- Point annotation listing records:
- - - - -

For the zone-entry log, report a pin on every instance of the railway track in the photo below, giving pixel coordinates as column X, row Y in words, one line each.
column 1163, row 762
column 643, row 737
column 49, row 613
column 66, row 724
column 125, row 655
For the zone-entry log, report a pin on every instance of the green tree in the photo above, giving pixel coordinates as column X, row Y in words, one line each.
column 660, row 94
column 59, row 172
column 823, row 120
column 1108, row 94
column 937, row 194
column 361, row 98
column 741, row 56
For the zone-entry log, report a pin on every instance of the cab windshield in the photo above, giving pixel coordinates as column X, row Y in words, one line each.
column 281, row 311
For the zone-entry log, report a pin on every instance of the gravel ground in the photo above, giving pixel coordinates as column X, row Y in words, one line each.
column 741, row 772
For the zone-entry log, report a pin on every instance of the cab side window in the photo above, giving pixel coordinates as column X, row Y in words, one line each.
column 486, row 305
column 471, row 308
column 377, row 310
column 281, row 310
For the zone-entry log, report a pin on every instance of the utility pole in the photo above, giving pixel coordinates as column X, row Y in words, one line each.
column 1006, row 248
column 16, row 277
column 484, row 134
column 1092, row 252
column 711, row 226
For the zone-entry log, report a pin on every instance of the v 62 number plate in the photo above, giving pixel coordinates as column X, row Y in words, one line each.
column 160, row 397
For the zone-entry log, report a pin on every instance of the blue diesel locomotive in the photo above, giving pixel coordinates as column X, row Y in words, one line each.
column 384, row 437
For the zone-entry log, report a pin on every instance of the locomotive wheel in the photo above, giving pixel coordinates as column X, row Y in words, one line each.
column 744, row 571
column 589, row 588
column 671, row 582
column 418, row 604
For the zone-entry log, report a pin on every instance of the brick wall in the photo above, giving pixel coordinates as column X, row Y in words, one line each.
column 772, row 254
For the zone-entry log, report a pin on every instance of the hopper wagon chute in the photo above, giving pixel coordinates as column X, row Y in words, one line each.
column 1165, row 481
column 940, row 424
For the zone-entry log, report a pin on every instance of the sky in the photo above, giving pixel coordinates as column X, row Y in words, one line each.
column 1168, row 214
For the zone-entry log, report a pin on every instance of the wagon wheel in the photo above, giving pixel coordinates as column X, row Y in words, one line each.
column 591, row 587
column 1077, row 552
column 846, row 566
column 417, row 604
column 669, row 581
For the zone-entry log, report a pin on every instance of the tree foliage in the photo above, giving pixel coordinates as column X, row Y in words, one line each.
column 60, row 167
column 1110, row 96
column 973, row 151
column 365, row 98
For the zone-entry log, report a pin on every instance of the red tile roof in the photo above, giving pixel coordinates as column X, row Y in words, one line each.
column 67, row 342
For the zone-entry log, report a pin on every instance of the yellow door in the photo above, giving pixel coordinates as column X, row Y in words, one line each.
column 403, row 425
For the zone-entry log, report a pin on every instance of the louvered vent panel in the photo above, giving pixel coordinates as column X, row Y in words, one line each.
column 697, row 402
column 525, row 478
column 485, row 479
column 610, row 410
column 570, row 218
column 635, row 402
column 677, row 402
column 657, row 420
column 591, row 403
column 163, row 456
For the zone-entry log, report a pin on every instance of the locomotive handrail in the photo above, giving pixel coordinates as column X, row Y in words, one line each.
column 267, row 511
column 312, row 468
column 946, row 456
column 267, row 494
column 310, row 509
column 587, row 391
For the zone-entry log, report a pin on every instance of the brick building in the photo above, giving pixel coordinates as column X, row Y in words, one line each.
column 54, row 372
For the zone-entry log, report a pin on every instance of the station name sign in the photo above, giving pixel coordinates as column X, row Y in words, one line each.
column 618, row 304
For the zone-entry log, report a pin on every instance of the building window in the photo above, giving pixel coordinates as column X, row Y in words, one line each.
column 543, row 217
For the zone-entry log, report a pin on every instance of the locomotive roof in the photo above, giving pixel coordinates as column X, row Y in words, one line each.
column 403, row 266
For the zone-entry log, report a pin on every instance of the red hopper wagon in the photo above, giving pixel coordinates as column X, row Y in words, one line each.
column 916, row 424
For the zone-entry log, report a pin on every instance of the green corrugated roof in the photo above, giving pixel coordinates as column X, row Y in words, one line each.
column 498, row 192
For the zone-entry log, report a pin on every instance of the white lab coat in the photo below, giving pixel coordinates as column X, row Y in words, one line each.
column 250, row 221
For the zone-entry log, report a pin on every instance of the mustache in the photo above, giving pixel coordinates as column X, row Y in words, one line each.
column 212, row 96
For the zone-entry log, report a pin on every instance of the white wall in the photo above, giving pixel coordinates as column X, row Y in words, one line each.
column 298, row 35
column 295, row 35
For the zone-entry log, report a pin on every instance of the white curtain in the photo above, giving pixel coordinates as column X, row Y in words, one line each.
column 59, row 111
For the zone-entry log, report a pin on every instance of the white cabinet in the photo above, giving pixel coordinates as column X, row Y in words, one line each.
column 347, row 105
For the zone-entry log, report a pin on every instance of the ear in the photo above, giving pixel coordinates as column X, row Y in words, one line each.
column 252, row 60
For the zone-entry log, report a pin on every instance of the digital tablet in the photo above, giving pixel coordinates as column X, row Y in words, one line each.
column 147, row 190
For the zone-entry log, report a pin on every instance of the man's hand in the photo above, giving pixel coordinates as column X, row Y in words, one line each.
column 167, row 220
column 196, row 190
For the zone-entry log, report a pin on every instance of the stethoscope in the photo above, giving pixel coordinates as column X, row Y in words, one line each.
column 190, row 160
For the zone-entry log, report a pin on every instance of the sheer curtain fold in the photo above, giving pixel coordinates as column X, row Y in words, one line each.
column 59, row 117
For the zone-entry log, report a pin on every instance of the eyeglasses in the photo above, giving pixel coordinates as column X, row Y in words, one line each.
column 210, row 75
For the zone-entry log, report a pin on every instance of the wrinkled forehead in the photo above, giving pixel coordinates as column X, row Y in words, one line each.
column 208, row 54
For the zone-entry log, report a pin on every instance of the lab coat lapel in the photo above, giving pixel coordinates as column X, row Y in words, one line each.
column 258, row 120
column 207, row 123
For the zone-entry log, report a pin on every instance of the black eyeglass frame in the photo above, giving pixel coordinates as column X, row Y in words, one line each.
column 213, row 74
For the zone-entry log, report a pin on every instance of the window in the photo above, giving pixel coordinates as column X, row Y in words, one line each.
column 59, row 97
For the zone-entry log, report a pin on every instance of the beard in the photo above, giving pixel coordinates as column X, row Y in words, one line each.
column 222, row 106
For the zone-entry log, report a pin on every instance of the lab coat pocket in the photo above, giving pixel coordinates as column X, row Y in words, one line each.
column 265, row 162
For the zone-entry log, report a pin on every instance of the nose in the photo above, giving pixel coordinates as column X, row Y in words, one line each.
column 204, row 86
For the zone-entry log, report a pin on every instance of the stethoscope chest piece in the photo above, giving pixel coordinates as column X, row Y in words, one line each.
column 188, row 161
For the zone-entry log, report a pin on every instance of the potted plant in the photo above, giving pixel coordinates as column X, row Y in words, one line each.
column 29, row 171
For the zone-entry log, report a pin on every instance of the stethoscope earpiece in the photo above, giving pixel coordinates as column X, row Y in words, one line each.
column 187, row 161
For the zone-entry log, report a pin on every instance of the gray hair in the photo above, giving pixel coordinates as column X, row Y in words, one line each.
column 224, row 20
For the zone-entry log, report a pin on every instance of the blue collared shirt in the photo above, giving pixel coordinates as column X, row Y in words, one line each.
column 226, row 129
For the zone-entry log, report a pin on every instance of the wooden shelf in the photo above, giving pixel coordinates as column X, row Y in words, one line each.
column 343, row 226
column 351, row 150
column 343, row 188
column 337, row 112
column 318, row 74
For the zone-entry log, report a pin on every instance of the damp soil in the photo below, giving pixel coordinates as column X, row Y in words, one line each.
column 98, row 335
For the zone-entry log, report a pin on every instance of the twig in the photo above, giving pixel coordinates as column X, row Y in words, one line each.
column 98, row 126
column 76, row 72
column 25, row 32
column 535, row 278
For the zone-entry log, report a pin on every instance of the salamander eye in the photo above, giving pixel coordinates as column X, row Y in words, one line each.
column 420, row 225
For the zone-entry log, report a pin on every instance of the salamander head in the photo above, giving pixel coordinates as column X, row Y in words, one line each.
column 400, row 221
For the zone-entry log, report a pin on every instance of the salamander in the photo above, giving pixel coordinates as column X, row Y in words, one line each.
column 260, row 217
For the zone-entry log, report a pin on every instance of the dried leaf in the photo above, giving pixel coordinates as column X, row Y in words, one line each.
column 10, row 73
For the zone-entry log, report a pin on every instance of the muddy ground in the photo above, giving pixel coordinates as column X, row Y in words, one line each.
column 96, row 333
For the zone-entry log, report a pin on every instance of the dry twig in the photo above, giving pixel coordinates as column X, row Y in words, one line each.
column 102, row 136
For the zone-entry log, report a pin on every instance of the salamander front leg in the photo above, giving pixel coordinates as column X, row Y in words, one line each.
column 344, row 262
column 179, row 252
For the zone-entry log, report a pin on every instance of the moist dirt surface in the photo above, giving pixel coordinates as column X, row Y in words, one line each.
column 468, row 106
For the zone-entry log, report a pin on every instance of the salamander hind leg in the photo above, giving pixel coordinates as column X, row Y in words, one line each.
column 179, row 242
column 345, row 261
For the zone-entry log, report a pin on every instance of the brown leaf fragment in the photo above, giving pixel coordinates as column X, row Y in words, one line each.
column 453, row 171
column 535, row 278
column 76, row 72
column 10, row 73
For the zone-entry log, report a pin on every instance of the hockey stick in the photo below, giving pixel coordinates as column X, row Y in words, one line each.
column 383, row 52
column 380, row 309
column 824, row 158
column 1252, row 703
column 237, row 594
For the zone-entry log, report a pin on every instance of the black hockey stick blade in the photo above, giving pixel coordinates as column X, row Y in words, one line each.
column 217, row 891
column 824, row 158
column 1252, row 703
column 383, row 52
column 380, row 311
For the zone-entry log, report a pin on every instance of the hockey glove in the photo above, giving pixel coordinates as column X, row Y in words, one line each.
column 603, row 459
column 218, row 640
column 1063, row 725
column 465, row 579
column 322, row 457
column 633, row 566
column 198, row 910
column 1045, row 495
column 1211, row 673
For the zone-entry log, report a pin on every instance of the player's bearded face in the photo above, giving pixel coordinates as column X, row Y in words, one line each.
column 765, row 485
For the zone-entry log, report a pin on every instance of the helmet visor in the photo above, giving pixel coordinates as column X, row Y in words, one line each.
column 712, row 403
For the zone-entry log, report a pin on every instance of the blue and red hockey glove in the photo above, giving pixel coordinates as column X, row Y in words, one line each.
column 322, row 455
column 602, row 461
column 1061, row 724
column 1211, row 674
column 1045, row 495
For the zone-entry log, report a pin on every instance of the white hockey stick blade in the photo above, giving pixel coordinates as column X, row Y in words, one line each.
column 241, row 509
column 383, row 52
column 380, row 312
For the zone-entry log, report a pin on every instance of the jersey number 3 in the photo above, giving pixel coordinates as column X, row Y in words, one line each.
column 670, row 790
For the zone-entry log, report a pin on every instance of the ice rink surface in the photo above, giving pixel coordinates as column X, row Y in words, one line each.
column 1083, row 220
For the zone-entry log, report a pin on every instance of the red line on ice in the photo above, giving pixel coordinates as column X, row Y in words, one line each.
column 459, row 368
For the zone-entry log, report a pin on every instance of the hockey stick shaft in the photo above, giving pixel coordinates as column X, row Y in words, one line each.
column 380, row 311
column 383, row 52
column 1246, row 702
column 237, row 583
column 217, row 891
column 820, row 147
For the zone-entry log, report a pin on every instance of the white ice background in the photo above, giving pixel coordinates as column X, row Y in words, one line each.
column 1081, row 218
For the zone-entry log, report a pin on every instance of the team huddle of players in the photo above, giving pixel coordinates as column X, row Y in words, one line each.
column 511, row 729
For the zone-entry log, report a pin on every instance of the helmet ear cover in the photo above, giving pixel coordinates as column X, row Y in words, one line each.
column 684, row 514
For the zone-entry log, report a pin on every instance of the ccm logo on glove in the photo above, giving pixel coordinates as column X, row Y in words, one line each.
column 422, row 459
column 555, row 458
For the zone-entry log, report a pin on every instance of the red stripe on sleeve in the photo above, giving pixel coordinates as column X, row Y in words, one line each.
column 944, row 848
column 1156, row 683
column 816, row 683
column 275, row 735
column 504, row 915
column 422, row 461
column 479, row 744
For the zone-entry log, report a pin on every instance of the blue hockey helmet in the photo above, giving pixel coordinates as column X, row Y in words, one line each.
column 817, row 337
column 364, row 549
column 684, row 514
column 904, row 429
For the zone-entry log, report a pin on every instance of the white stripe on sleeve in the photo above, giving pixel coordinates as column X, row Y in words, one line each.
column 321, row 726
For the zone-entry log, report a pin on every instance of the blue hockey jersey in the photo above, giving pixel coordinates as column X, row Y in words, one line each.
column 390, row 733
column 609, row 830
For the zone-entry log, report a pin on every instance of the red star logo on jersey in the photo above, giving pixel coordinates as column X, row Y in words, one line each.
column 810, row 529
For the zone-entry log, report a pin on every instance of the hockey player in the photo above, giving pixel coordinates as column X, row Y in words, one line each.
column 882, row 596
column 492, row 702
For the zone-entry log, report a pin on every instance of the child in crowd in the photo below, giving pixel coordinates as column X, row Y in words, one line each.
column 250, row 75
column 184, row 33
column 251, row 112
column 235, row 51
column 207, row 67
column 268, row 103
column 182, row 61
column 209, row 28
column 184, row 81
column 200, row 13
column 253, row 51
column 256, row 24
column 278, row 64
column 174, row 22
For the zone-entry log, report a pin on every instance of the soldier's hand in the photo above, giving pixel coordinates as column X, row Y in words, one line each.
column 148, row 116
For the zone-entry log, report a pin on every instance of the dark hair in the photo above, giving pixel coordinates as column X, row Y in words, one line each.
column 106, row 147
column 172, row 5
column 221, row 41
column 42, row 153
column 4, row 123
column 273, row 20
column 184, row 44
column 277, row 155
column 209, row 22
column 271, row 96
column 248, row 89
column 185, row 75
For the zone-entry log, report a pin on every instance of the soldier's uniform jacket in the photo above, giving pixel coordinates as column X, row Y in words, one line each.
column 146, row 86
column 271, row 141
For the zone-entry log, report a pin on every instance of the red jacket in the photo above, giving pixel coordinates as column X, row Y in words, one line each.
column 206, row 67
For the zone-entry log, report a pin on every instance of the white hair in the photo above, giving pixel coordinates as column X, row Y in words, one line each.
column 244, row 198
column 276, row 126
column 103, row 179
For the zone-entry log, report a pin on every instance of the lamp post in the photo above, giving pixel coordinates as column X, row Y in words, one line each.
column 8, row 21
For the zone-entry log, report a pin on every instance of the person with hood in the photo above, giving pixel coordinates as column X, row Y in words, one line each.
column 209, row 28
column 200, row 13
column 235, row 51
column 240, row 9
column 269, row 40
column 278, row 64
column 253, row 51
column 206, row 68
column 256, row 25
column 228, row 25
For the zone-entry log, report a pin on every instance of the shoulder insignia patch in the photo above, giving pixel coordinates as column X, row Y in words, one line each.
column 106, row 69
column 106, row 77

- - - - -

Format the part of the listing that opens with the line containing "of the jersey" and closes with the line containing "column 555, row 458" as a Markdown table with the columns Row and Listing line, skipping any blank lines.

| Row | Listing line |
|---|---|
| 1 | For the zone-entry log, report a pin on every instance of the jersey number 3 in the photo above, giving pixel coordinates as column X, row Y in words, one line each. |
| 2 | column 670, row 790 |
| 3 | For the zone-entry log, report a pin on every instance of the ice rink surface in the photo above, giving pixel coordinates as column X, row Y in words, one line each. |
| 4 | column 1083, row 220 |
| 5 | For the zone-entry log, report a pin on every instance of the red line on ice in the photo above, giving pixel coordinates as column X, row Y in words, one line each. |
| 6 | column 459, row 368 |
| 7 | For the zone-entry log, report a pin on every instance of the hockey stick shaft in the photo above, giving pixel coordinates as column X, row Y in words, one line each. |
| 8 | column 380, row 311 |
| 9 | column 383, row 52 |
| 10 | column 1246, row 702 |
| 11 | column 237, row 583 |
| 12 | column 217, row 891 |
| 13 | column 820, row 147 |
| 14 | For the zone-entry log, report a pin on every instance of the white ice background in the photo above, giving pixel coordinates as column X, row Y in words, one line each. |
| 15 | column 1081, row 218 |
| 16 | For the zone-entry log, report a pin on every instance of the team huddle of players in the photo above, giving pixel coordinates as column X, row Y in words, one line each. |
| 17 | column 511, row 729 |
| 18 | For the zone-entry log, report a pin on every instance of the helmet ear cover in the photo above, giving pixel coordinates as column X, row Y in words, one line each. |
| 19 | column 684, row 514 |
| 20 | For the zone-entry log, report a pin on every instance of the ccm logo on glove in the photo above, giving pixel coordinates as column X, row Y in words, one line each. |
| 21 | column 422, row 459 |
| 22 | column 555, row 458 |